[[ Data provided open ]]

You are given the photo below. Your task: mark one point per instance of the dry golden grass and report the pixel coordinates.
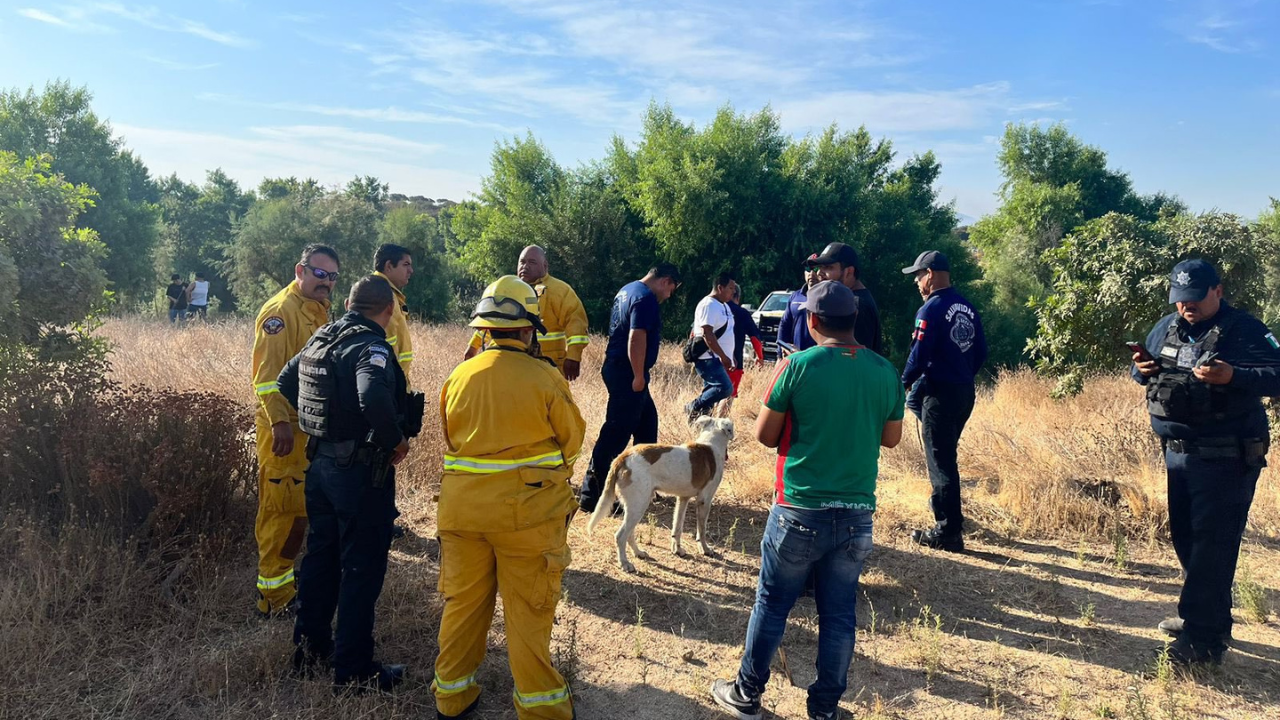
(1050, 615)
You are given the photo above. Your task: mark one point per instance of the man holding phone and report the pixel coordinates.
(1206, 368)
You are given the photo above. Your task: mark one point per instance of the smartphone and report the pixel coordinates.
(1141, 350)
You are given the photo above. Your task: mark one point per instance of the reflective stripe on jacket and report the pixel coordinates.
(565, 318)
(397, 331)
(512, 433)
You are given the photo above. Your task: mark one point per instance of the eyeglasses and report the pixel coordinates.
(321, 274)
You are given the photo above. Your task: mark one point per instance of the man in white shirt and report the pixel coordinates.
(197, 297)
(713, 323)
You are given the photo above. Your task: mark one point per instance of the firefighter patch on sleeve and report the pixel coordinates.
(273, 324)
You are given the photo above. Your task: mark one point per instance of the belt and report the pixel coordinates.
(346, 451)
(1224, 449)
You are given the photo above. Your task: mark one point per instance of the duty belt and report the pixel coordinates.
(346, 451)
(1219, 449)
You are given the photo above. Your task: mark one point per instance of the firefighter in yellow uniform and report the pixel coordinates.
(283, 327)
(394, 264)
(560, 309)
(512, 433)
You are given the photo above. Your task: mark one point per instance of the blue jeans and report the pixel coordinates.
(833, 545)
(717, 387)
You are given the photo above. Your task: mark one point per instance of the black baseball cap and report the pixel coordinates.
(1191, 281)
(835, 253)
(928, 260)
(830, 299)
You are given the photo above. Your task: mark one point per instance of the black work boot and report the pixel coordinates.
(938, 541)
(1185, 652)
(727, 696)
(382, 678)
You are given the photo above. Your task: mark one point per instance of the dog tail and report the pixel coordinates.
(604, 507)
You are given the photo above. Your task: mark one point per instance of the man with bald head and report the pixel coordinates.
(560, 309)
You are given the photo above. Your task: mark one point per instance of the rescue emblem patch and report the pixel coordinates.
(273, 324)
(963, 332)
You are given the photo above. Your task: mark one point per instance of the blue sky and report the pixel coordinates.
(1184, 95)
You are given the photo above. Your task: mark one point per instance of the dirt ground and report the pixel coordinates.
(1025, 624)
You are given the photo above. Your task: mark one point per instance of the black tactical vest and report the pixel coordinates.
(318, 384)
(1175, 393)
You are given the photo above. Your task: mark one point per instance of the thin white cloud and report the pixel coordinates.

[[ Data provided closed ]]
[[ Data provided open ]]

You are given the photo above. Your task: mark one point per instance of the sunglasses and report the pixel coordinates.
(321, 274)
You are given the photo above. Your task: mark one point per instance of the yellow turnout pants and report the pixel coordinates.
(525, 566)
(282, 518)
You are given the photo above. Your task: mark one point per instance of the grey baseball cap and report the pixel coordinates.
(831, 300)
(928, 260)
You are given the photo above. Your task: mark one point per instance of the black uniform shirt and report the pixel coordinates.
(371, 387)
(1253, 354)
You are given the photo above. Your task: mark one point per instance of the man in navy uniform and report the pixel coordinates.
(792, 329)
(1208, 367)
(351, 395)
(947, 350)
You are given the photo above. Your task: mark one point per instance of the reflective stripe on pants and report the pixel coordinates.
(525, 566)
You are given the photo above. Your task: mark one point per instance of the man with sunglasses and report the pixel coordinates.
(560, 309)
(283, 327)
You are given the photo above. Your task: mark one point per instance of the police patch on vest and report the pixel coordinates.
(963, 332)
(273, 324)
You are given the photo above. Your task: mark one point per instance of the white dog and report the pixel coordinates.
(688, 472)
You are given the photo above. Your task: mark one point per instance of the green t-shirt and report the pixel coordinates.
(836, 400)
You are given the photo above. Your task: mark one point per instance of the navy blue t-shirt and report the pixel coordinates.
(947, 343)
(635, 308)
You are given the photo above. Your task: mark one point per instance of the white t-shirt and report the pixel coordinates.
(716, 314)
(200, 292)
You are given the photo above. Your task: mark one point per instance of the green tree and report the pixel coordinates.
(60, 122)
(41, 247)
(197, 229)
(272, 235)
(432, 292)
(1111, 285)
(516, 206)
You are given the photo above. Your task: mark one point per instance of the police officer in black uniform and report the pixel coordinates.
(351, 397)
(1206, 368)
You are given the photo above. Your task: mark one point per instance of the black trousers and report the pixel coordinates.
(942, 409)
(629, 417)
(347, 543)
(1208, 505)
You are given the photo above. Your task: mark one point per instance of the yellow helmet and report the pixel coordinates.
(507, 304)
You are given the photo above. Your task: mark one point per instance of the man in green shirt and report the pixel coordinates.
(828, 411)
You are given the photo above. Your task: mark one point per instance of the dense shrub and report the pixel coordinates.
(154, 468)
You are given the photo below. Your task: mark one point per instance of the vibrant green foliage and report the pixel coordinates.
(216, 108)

[[ Data provided closed ]]
[[ Data provided open ]]

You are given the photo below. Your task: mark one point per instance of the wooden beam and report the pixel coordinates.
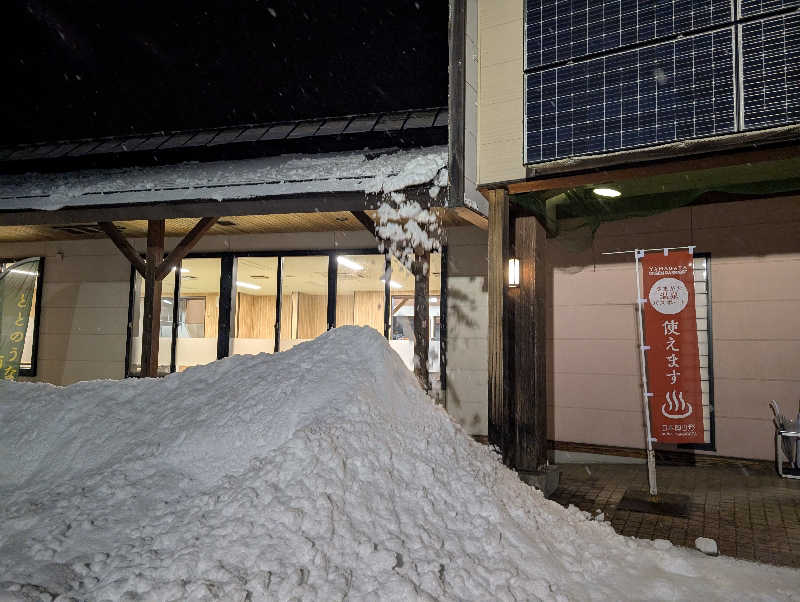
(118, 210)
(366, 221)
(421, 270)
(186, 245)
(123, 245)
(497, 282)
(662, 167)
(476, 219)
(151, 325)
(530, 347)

[[ Data provided closed ]]

Task description:
Reproduce verbatim only the segment of the listing bounded by the line containing "patch and report the pixel coordinates." and the line containing "cloud and report the pixel coordinates.", with both boundary lines included.

Answer below:
You are given the photo above. Your task: mark one point per instance of the rescue emblem patch and report the pixel coordinates.
(273, 324)
(963, 332)
You are given the photo above. Your task: mark one point per instance of the blue sky and report the pixel coordinates.
(1184, 95)
You are given the photo above. Your task: mark one point per instance of the dirt ground and report the pixel coordinates.
(1025, 624)
You are given the photo above. Your task: mark one point per instance of the black tactical vest and report the pixel coordinates.
(318, 384)
(1175, 393)
You are given the photo above. Your task: mark one point per instance of the thin white cloud and report the pixel coordinates.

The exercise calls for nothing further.